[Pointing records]
(begin)
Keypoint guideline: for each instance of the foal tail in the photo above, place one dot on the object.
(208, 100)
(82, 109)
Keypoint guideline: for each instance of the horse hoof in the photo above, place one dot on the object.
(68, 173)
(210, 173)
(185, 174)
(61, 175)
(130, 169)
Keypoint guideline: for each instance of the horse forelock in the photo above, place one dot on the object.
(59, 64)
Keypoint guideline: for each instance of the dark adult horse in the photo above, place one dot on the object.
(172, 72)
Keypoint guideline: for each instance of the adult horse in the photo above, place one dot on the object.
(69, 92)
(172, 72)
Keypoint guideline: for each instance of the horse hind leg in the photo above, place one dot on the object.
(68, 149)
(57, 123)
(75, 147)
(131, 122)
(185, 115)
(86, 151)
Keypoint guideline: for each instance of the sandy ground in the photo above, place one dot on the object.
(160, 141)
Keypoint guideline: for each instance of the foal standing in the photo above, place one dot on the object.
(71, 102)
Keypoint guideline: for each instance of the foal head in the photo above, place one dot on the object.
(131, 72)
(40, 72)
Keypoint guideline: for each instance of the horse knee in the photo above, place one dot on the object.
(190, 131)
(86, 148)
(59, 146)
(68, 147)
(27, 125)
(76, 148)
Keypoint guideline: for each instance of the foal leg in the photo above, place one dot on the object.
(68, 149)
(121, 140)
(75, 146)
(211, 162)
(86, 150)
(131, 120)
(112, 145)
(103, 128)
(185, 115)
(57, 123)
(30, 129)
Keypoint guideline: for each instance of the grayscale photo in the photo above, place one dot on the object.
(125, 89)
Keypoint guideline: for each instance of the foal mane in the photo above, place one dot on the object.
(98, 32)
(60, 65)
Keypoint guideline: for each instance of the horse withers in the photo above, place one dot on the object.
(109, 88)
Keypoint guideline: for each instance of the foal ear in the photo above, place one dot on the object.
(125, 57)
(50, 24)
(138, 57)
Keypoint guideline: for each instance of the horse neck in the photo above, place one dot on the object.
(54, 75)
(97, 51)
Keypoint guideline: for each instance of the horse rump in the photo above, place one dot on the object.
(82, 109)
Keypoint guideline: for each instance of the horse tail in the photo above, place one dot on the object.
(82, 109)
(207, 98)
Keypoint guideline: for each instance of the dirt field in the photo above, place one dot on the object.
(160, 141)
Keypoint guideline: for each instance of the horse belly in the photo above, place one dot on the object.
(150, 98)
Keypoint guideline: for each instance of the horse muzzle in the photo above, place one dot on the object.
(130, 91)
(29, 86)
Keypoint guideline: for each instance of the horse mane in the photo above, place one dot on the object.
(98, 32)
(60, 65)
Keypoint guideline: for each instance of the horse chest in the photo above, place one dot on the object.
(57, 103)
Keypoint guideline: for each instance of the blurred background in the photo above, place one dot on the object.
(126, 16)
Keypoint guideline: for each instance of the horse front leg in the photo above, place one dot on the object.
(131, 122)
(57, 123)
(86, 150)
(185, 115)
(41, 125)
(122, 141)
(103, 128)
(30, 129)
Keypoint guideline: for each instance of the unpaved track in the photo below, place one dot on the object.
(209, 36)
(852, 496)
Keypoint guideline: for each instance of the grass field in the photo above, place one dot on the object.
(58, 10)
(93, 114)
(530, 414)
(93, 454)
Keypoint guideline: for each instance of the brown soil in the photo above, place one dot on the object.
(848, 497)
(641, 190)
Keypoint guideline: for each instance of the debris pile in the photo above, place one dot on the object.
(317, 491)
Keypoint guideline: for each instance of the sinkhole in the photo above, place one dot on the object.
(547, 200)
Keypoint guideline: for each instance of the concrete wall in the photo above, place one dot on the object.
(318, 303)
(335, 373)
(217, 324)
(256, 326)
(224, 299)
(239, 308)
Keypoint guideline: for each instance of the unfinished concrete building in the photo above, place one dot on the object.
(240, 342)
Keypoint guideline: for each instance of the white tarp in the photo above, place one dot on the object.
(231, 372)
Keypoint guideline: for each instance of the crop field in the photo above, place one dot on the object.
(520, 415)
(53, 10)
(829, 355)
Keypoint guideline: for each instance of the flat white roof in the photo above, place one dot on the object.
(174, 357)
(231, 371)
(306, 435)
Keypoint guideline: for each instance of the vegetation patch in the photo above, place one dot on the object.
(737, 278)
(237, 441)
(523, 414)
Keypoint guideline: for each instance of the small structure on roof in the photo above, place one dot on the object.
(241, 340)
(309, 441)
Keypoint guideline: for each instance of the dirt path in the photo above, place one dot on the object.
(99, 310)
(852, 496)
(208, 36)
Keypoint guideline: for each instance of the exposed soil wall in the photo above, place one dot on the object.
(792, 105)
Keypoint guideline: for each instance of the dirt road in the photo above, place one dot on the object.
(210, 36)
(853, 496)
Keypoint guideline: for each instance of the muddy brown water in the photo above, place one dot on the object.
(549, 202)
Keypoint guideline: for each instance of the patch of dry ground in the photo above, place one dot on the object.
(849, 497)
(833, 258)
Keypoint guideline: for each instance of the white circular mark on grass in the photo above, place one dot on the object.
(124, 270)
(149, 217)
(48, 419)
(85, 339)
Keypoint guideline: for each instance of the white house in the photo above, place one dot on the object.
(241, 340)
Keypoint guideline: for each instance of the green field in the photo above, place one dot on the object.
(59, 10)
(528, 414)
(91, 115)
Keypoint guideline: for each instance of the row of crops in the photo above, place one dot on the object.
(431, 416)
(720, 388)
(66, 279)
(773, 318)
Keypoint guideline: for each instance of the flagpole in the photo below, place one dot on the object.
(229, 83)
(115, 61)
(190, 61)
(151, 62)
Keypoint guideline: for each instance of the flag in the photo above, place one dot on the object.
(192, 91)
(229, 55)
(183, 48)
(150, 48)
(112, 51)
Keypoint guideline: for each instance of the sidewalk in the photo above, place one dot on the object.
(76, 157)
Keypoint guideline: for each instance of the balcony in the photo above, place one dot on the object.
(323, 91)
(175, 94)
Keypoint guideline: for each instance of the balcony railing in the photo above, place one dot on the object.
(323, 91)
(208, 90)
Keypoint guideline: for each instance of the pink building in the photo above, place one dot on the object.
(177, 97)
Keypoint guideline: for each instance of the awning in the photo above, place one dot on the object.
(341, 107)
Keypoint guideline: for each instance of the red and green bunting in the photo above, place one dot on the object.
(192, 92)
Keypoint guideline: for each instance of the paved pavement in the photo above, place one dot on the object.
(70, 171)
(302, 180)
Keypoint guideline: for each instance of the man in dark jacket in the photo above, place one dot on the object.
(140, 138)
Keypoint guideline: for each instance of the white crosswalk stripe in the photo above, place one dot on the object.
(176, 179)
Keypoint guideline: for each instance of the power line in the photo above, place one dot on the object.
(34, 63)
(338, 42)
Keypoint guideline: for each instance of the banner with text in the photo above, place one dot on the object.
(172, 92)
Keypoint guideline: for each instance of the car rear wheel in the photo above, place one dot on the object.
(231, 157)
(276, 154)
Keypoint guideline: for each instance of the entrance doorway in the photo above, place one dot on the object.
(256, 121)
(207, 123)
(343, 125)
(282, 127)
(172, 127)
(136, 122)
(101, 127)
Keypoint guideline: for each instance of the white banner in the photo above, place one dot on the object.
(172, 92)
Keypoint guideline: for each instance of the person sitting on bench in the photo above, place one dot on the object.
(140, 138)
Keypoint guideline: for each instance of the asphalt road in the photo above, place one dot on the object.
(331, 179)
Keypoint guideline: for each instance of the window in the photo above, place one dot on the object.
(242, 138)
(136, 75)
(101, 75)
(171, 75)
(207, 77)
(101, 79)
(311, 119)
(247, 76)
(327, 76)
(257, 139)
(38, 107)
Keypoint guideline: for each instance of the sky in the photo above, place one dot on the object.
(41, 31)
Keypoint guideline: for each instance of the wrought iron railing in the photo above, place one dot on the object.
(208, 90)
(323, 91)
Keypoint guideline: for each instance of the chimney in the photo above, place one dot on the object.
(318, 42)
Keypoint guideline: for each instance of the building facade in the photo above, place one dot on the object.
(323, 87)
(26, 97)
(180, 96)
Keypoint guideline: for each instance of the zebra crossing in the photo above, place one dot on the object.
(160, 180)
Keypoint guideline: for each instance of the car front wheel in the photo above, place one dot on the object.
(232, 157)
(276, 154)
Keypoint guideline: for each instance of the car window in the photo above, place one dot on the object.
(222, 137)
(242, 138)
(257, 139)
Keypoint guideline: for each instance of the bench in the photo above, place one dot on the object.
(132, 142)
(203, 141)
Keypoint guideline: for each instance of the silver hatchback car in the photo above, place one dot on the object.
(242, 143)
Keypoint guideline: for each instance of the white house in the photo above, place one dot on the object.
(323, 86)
(end)
WHAT THIS TASK INVOLVES
Find the line that contains "Keypoint guideline: for each instance of the chimney". Repeat it and every line after it, exactly as written, up to and including the last line of the records above.

SOLVED PROBLEM
Keypoint guideline: for each instance of the chimney in the photo above, place one dot on the object.
(318, 42)
Keypoint guideline: for each instance of the building facade in the photo above, place one dot on the object.
(323, 87)
(26, 97)
(180, 96)
Keypoint guideline: for each instance of the zebra crossing in the photo above, place one dot on the object.
(160, 180)
Keypoint guideline: for each instance of the car front wheel in the photo above, place one dot on the object.
(232, 157)
(276, 154)
Keypoint guideline: for each instance of the car window in the photo above, place one dot on the object.
(222, 137)
(242, 138)
(257, 139)
Keypoint guideline: for each instance of the bench in the photo above, place one dot on the object.
(132, 142)
(203, 141)
Keypoint guideline: for each instance of the silver hatchback car in the photo above, place one dot on the object.
(242, 143)
Keypoint guideline: for each instance of the white house in the photo above, place one dot on the object.
(323, 86)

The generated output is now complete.